What you need to do
Only the lines from the line holding "If you could mark the horsch" to the last line should be output, each exactly as given.

Raw records
= = =
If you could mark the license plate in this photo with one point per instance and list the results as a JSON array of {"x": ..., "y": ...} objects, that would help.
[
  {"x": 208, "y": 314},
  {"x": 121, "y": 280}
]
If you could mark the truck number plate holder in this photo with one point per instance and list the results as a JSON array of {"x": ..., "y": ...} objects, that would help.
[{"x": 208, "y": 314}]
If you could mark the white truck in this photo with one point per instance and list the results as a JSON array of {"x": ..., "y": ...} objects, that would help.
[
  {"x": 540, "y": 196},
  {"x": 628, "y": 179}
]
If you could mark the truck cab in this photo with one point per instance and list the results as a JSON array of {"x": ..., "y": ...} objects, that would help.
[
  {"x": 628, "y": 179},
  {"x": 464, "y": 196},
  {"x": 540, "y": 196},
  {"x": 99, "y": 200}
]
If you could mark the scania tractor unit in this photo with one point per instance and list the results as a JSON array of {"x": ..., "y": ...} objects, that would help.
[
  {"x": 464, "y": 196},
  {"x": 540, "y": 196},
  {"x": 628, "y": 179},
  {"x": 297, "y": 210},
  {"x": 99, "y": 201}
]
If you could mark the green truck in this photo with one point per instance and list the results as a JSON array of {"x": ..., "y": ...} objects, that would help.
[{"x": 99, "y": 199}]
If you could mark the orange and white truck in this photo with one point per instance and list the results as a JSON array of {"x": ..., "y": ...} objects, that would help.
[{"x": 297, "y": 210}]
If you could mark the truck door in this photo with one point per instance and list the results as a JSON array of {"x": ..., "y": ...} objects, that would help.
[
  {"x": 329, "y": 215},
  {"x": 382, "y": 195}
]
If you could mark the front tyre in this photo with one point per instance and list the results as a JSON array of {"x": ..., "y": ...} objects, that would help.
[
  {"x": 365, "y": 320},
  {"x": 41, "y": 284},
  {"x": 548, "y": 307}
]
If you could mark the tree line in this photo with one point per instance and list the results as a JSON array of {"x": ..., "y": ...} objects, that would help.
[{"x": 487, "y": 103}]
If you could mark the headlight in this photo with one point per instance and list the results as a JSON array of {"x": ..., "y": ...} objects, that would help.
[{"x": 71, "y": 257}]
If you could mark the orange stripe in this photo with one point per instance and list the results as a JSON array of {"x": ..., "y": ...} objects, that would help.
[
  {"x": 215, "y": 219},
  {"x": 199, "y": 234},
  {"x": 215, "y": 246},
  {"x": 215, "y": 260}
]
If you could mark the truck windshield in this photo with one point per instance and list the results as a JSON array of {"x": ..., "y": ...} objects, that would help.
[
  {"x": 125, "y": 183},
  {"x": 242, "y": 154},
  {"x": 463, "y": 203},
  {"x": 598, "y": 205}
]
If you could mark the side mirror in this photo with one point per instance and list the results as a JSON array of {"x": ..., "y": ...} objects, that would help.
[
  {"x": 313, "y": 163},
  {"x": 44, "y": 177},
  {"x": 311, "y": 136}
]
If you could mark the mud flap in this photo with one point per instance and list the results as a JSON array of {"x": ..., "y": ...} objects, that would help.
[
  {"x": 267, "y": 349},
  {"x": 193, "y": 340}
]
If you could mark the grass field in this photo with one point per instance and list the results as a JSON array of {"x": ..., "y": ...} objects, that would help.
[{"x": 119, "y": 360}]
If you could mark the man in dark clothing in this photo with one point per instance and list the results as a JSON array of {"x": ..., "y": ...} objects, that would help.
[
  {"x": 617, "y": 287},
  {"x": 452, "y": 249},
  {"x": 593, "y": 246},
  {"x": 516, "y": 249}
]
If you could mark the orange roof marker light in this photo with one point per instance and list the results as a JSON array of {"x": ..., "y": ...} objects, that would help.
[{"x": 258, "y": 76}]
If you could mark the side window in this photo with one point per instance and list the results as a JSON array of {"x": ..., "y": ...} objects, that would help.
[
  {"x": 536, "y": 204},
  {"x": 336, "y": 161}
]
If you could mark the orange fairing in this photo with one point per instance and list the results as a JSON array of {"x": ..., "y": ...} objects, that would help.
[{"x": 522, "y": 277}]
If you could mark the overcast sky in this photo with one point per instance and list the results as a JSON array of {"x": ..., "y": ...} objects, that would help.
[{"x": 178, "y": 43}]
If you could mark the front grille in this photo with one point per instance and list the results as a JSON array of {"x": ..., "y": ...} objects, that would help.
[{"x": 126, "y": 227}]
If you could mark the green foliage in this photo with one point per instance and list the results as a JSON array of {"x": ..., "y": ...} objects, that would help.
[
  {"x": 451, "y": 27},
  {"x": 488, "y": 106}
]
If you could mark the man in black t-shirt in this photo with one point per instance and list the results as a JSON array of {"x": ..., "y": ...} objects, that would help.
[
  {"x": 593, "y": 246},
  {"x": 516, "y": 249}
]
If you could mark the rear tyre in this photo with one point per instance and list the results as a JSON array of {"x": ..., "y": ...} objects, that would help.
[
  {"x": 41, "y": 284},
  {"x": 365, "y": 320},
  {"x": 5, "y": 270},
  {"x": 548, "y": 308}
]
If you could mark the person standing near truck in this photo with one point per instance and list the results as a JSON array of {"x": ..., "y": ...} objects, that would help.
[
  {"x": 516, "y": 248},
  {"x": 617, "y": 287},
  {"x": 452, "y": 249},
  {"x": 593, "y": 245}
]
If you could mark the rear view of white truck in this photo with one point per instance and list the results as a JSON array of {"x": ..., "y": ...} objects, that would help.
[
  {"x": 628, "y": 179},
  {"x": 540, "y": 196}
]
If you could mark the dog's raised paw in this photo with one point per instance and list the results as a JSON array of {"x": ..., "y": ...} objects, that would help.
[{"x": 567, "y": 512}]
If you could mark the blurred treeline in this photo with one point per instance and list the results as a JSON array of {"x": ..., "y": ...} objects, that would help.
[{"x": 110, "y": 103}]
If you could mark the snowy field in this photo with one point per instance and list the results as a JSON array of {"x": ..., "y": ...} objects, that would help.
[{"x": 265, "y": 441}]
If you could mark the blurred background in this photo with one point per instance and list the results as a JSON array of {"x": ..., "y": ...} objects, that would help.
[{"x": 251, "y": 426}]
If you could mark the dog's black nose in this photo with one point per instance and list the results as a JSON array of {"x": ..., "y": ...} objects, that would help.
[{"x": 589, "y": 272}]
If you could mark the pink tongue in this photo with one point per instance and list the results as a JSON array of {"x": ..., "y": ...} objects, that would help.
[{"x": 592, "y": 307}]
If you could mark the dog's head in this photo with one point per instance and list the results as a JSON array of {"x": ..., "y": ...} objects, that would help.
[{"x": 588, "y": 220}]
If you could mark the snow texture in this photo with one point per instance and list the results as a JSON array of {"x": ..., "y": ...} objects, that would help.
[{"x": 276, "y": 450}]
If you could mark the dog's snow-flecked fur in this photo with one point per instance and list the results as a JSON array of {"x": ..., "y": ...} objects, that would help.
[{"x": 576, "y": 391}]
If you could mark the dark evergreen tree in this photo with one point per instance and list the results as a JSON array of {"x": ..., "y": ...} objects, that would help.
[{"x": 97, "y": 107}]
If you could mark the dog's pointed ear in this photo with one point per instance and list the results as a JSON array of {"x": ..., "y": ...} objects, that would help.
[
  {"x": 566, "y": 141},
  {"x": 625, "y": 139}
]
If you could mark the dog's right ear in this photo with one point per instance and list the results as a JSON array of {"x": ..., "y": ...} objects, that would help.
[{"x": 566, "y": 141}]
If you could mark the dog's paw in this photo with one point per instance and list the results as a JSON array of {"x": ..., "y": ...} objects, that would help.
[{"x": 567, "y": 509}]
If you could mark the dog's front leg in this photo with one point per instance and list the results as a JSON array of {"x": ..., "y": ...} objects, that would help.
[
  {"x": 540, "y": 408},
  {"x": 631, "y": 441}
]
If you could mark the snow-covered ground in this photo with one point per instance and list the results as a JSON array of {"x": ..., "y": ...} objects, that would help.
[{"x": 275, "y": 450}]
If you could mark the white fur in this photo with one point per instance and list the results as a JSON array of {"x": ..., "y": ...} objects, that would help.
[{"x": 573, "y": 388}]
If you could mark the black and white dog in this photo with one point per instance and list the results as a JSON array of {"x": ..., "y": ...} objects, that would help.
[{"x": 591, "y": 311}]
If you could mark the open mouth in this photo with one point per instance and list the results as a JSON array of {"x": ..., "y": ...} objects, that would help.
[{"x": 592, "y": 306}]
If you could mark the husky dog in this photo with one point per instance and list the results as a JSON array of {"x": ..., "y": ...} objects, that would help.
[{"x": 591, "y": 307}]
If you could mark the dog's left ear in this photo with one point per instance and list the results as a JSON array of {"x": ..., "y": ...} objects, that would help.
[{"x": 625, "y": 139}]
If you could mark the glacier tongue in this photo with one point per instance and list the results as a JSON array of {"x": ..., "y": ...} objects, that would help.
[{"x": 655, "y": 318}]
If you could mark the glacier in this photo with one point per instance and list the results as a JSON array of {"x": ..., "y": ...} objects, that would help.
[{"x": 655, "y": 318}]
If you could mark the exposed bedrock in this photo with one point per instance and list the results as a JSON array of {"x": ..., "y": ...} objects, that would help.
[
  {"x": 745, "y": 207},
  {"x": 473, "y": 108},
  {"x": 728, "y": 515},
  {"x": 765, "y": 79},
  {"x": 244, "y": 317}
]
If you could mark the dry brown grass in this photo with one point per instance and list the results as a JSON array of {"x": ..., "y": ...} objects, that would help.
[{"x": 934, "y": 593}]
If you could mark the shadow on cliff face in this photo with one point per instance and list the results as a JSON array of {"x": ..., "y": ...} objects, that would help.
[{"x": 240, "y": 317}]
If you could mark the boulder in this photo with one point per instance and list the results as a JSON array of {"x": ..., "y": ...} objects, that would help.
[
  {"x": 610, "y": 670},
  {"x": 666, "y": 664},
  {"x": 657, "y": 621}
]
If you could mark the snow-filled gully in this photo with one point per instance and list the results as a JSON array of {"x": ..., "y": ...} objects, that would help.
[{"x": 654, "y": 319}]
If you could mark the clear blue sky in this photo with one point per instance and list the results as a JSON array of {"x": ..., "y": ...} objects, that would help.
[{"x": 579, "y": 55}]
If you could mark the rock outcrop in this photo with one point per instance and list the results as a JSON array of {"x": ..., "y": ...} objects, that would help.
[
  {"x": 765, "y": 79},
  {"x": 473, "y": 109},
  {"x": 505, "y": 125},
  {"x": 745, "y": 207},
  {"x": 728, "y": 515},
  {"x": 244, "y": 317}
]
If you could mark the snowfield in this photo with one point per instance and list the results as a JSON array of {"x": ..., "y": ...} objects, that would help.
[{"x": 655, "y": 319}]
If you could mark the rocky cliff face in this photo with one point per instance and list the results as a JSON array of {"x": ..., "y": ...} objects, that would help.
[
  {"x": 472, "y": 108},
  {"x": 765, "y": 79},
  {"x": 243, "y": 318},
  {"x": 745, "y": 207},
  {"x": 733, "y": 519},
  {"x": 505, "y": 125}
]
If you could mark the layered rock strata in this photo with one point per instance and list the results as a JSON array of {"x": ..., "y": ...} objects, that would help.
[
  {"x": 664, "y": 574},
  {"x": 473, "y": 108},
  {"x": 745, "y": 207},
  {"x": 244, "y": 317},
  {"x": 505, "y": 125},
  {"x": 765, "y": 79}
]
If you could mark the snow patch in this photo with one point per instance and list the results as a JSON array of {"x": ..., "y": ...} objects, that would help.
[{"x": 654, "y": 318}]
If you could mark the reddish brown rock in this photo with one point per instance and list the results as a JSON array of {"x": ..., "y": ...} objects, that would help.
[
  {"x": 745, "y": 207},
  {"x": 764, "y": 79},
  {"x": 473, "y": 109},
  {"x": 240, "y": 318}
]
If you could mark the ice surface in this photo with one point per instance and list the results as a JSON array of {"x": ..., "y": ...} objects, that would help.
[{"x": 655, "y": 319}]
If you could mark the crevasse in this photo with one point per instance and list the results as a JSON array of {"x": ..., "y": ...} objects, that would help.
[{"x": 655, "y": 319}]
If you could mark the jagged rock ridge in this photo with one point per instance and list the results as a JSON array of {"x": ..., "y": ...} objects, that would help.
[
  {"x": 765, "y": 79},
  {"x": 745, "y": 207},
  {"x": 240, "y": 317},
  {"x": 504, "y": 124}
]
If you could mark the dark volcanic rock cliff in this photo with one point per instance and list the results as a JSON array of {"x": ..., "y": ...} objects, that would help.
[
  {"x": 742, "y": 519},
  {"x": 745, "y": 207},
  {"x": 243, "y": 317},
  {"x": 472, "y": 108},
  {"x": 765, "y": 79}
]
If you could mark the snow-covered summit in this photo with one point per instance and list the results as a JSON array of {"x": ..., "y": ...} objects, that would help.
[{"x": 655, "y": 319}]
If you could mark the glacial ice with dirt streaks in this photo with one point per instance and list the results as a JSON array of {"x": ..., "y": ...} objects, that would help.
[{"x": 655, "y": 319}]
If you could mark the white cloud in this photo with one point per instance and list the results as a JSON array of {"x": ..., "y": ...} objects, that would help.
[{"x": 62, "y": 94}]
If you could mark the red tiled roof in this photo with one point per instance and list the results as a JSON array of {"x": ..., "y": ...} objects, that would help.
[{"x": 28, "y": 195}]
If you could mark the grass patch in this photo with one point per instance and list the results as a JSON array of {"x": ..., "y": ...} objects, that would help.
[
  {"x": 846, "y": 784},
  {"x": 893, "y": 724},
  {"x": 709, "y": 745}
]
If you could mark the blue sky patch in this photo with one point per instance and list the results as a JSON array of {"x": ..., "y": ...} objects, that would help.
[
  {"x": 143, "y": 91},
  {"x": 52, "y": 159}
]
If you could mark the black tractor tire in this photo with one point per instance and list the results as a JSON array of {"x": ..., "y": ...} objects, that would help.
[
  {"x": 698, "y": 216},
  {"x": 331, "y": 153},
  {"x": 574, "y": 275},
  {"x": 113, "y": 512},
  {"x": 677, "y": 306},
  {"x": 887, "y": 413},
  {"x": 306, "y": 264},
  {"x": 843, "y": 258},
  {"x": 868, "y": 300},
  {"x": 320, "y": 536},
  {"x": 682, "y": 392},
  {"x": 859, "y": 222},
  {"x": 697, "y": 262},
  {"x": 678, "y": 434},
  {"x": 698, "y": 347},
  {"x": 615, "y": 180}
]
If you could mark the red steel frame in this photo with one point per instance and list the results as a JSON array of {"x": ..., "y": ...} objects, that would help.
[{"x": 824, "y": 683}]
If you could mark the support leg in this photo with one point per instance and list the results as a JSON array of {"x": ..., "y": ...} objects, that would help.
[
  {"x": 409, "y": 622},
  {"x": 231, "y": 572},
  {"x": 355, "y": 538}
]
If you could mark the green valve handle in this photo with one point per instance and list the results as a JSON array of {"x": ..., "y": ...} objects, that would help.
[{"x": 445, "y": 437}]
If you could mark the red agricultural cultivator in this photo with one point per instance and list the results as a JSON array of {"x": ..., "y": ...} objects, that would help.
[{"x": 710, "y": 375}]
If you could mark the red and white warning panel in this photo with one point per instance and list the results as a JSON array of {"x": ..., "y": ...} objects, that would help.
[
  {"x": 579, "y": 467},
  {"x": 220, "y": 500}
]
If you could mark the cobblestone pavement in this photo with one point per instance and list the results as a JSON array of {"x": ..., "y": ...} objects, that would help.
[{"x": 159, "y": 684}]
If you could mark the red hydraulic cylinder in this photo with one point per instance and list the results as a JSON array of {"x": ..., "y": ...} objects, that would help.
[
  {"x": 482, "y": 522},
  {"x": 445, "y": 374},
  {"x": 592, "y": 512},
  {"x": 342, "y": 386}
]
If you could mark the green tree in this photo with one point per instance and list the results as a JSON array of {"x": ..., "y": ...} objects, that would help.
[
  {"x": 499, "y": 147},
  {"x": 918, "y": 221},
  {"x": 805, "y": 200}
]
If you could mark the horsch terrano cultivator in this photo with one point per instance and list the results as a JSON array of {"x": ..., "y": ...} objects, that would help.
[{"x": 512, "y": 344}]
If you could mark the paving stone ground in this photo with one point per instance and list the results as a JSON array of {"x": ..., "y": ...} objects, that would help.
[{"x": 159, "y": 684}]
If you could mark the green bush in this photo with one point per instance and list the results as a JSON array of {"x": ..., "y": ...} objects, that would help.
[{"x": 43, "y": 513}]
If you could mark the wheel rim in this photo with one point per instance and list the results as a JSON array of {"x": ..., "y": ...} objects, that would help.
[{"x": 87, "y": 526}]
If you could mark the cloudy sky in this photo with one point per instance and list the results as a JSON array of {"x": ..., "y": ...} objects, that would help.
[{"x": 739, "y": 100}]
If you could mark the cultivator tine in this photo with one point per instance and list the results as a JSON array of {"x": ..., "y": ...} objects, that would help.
= = =
Response to this exercise
If you could mark the horsch terrano cultivator in this photo with one point per instance and list the results as a JSON array of {"x": ..., "y": ...} objects, that would help.
[{"x": 512, "y": 344}]
If you could mark the paving stone ground in this photo with one point per instance and list the results as a JSON array of {"x": ..., "y": ...} objects, that would help.
[{"x": 159, "y": 684}]
If you could mark the green bush in this photo with one point per instance and list the results as a JSON array of {"x": ..., "y": ...} objects, that would help.
[{"x": 43, "y": 513}]
If you could mark the wheel rim in this photo with one point per instance and list the results as a JSON array of {"x": ..., "y": ...} objects, that would help.
[{"x": 87, "y": 526}]
If you could mark the cloudy sky in this photo with one point per instance and list the results as a JSON array of {"x": ..., "y": ...} objects, that would help.
[{"x": 739, "y": 100}]
If you could mark the cultivator tine in this photo with one point per instance and list the results as a JSON array of {"x": ..., "y": ...} objects, that would help.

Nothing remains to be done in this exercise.